== RECORDS FOR THE EXERCISE
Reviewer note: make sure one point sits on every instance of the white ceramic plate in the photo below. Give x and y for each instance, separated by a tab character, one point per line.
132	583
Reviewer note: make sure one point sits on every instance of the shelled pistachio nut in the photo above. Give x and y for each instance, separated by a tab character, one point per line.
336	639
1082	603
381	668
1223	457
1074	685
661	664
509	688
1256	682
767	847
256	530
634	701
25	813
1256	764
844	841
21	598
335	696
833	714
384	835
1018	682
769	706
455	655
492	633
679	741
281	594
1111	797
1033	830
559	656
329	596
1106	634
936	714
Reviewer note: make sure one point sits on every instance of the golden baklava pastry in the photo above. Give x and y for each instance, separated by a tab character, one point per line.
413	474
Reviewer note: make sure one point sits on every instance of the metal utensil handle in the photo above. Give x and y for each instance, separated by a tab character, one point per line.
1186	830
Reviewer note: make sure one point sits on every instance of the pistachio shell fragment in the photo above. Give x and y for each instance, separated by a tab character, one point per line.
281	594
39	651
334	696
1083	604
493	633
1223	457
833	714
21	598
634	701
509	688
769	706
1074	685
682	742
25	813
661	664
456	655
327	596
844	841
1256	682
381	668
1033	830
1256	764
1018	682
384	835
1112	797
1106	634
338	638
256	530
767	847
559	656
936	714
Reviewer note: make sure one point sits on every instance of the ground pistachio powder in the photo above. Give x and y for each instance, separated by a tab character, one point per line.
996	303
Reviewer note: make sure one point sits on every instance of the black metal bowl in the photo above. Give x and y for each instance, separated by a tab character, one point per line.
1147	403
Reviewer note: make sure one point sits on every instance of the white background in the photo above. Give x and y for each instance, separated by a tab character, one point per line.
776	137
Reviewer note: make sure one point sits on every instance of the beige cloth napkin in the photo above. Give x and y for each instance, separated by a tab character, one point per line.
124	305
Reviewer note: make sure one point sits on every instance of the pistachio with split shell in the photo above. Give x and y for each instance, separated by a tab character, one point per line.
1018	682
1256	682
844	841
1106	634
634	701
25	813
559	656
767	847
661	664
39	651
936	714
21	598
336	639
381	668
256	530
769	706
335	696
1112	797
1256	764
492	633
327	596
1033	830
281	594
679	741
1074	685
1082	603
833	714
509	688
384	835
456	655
====
» AIM OF THE TASK
Rescale the records from the line that contains "the pistachio with" through the end of the records, both ends included, and give those lines again with the requests unchanged. Multiply every coordinate in the answers by 2.2 and round it to a whole number, with halves rounded up.

» EXERCISE OUTPUT
Reviewer note: make sure one point sits on every instance of the pistachio with split shell in the photo above. Give x and y for each instance, separated by a tab character, one point per line.
2240	1500
2763	1500
1857	1850
2433	1395
1395	1542
55	1789
1230	1443
1687	1863
1454	1461
86	1432
2059	1571
46	1316
739	1406
838	1470
563	1166
1692	1553
737	1531
2446	1753
2763	1681
1082	1393
719	1311
2273	1826
618	1307
1494	1630
2363	1507
2380	1327
1833	1571
1120	1514
845	1837
1003	1441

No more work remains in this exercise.